KCUW-LP

Pendleton, Oregon; United States;
- Frequency: 104.1 MHz (HD Radio)

Programming
- Format: Ethnic Native American

Ownership
- Owner: Confederated Tribes of the Umatilla Indian Reservation

History
- First air date: February 2, 2004
- Former call signs: KUIR-LP (2003–2003)
- Call sign meaning: Cayuse, Umatilla, Walla Walla

Technical information
- Licensing authority: FCC
- Facility ID: 134558
- Class: L1
- ERP: 100 watts
- HAAT: −76.1 meters (−250 ft)
- Transmitter coordinates: 45°39′51″N 118°41′09″W﻿ / ﻿45.66417°N 118.68583°W

Links
- Public license information: LMS
- Website: kcuwradio.org

= KCUW-LP =

KCUW-LP (104.1 FM) is a radio station licensed to Pendleton, Oregon, United States. The station is currently owned by Confederated Tribes of the Umatilla Indian Reservation.

The station carries local programming aimed at the local Native American population.

This includes a program known as Wisdom of the Elders.
The station is managed by members of the Confederated Tribes of the Umatilla Indian Reservation.

==History==
The station was assigned the call letters KUIR-LP on February 11, 2003. On October 15, 2003, the station changed its call sign to the current KCUW-LP. The station has changed frequency three times within the last 20 years. At sign on, it was on 101.1, switching to 104.3, and finally 104.1
The station was one of over a thousand new LPFM stations to sign on between 2003 and 2014. The station is known for carrying a mix of music and traditional storytelling with talk programming on topics such as gang awareness and breast cancer.
It is one of many stations in United States carrying programming of its type.
KCUW celebrated its 20th year of broadcasting in 2024. The station started in a small facility, but now has studios in a public service facility. There are plans to move the transmitter to another side of Pendleton, improving the station's range. The tribe is applying for another LPFM, which would simulcast KCUW. The station is also hoping to add online streaming.
──────────────────────────────
Assigned task 1>
Answer from the KCUW-LP text:
(a) Who owns the station?
(b) On what frequency was the station at sign on?
(c) What do the call letters stand for?
Assigned task 2> Quote the KCUW-LP text starting at "KCUW-LP (104.1 FM)" and ending at "Native American population.".

Point localization data
──────────────────────────────
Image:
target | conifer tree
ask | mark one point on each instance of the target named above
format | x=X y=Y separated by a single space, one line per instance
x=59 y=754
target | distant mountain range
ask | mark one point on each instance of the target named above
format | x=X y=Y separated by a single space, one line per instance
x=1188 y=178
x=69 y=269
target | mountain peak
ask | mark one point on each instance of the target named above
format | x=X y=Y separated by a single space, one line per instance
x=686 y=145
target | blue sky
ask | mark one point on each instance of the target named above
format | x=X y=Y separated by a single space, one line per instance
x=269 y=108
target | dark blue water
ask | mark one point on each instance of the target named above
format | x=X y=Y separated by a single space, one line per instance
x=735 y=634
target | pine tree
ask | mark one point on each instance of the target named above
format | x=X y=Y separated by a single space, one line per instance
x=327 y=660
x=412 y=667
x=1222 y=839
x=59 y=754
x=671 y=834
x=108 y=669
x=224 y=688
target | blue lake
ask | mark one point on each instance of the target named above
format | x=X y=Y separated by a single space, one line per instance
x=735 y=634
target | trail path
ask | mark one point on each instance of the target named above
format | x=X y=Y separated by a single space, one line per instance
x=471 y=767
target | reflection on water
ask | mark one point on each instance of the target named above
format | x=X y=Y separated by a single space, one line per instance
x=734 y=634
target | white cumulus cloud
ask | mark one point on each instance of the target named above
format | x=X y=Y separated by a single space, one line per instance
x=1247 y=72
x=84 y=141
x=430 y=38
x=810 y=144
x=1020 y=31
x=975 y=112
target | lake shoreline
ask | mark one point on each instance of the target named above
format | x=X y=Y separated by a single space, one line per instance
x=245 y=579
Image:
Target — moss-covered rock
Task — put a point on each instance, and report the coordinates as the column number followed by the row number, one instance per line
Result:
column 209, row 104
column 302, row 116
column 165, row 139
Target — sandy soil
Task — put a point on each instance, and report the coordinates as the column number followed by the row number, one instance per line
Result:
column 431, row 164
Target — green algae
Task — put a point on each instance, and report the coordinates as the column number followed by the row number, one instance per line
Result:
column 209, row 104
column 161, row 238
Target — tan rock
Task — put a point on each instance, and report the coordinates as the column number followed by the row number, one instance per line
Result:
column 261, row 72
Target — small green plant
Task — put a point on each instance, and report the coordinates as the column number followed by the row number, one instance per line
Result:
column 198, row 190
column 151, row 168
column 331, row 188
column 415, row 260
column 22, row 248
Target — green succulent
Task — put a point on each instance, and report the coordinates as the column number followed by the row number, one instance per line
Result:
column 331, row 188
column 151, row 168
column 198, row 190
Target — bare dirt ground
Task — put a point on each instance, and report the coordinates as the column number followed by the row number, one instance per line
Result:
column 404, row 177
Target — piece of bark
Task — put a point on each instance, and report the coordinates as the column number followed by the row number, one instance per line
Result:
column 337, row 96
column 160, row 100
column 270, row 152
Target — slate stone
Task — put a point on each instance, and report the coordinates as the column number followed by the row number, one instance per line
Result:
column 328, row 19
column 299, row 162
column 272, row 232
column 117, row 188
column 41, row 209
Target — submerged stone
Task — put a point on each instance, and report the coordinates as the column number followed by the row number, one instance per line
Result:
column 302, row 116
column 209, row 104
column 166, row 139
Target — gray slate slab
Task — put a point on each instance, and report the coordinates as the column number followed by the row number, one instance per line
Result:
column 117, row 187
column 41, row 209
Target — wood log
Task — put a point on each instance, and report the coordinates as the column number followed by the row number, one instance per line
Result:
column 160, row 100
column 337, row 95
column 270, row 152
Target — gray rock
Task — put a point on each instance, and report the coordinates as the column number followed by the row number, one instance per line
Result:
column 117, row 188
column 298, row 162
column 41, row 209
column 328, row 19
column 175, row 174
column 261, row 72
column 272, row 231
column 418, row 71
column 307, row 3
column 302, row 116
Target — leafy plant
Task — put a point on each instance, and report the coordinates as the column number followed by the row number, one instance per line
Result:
──────────────────────────────
Response area 1>
(a) The Confederated Tribes of the Umatilla Indian Reservation
(b) 101.1
(c) Cayuse, Umatilla, Walla Walla

Response area 2>
KCUW-LP (104.1 FM) is a radio station licensed to Pendleton, Oregon, United States. The station is currently owned by Confederated Tribes of the Umatilla Indian Reservation.

The station carries local programming aimed at the local Native American population.